→ **SELECTED PASSAGE**:
* Start *

The EU doesn't understand Hungary and Poland

18 November 2021

10:00 PM

18 November 2021

10:00 PM

Rather like Germany with its ill-starred ‘Drive to the East’ in the 19th and 20th centuries, one suspects the EU is quietly regretting its keenness to absorb most of the states of eastern Europe in the early 2000s. If not, events in Poland and Hungary this week may well persuade them.

For a long time, national governments in the older EU states have more or less willingly subscribed to two articles of faith: the complete supremacy of EU law over their national law, including their constitutions, and the unchallengeable power of the EU Court of Justice — not only to expound EU law but also to extend and develop it, and to determine conclusively how far the competences of the EU run.

There are reasons for this surprising submissiveness. The EU’s founding members had recently fought each other; their elites at the time mistrusted popular sovereignty as a potential cause of a return to the horrors of conflict. This helps explain why their governments have consistently seen supranational control organised on technocratic lines, legally supreme and discreetly insulated from national voter pressure, as a price worth paying.

* End *

Records in a dataset

* Start *

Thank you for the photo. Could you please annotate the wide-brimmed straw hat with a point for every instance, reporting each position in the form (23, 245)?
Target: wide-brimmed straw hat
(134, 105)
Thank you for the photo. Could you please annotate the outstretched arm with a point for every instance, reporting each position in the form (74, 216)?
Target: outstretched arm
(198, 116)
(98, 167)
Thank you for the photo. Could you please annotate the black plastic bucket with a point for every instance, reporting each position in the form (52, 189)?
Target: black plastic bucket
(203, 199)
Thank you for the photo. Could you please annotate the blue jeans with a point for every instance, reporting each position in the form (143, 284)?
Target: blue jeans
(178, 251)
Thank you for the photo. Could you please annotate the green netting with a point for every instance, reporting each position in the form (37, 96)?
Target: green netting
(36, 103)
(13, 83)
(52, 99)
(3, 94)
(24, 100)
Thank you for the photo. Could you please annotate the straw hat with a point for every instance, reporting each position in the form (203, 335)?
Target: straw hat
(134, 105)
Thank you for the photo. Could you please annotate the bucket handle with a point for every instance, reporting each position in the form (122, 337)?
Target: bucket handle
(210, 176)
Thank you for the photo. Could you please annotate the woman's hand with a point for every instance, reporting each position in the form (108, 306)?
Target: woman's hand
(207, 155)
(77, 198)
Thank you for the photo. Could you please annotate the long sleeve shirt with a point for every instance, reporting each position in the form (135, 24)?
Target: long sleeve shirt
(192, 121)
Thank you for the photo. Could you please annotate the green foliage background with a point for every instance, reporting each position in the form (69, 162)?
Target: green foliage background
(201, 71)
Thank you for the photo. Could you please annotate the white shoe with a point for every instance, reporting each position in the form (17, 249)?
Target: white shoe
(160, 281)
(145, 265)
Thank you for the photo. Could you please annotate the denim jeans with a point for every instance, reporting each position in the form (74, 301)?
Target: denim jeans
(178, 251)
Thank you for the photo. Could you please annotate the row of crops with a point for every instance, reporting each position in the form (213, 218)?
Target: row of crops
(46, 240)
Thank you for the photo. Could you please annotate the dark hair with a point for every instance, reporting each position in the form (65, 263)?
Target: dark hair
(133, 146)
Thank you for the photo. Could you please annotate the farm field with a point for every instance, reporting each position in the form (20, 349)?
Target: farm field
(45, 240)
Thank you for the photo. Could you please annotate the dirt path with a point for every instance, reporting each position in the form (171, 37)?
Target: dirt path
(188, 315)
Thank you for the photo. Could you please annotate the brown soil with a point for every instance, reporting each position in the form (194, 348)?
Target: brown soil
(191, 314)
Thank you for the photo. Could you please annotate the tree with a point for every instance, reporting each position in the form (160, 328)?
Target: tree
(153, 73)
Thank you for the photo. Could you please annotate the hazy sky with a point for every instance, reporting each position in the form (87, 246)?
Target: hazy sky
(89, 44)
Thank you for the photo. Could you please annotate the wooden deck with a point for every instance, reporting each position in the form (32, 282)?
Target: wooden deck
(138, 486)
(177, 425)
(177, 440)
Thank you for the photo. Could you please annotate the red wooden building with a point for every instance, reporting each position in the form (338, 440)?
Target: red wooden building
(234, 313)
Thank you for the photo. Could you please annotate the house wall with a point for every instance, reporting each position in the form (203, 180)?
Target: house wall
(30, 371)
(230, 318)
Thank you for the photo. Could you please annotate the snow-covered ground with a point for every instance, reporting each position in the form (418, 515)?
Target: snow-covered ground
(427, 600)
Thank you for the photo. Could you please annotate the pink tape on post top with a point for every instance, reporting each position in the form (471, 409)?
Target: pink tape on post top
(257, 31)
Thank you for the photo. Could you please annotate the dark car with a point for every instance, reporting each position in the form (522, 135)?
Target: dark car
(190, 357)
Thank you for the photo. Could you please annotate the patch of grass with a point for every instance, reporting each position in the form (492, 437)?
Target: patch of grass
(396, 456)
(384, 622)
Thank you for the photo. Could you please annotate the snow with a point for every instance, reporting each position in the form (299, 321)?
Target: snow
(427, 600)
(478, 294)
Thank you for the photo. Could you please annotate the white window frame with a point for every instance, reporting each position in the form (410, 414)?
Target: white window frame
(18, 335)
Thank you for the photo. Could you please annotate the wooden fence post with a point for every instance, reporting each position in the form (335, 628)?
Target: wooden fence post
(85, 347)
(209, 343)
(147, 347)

* End *

→ **DIRECTIVES**:
a. Which lines in the rows contain the string "hair", with case counting? Pull out each of those lines.
b. How might the piece on the EU's misreading of Hungary and Poland go on? Write what follows its last paragraph.

→ **ANSWERS TO THE EXERCISE**:
a.
Thank you for the photo. Could you please annotate the dark hair with a point for every instance, reporting each position in the form (65, 263)?
Target: dark hair

b.
However understandable in the West, such feelings cut little ice further east. Having escaped 30 years ago from a supranational state apparatus that was indeed technocratic, all-powerful and all too successfully insulated from popular pressure, the nations of eastern Europe understandably have no big desire to go back to it.

In the last few months, Poland has increasingly made this clear. Ordered by the European Court in two separate judgments to change its internal judicial system to satisfy EU impartiality norms and to shut the Turów coal-mine on environmental grounds, it demurred, essentially on the ground that the first was none of the EU’s business and the second was necessary to keep the lights on. Its constitutional court then scandalised Brussels and the euro-elite with a judgment that would have been unexceptionable anywhere except in the EU. This was to the effect that within Poland the Polish constitution ruled supreme and, whatever the EU might say about the supremacy of EU law, it could not be overridden by the stroke of a Brussels legislator’s pen.


Brussels hopes to contain this insubordination. It has sought to isolate Poland as a single rogue state which threatened the rule of law throughout the EU; meanwhile, its court has issued a stern warning and mulcted Poland in daily fines totalling €1,500,000 for daring to disobey its orders. But last Monday things got worse.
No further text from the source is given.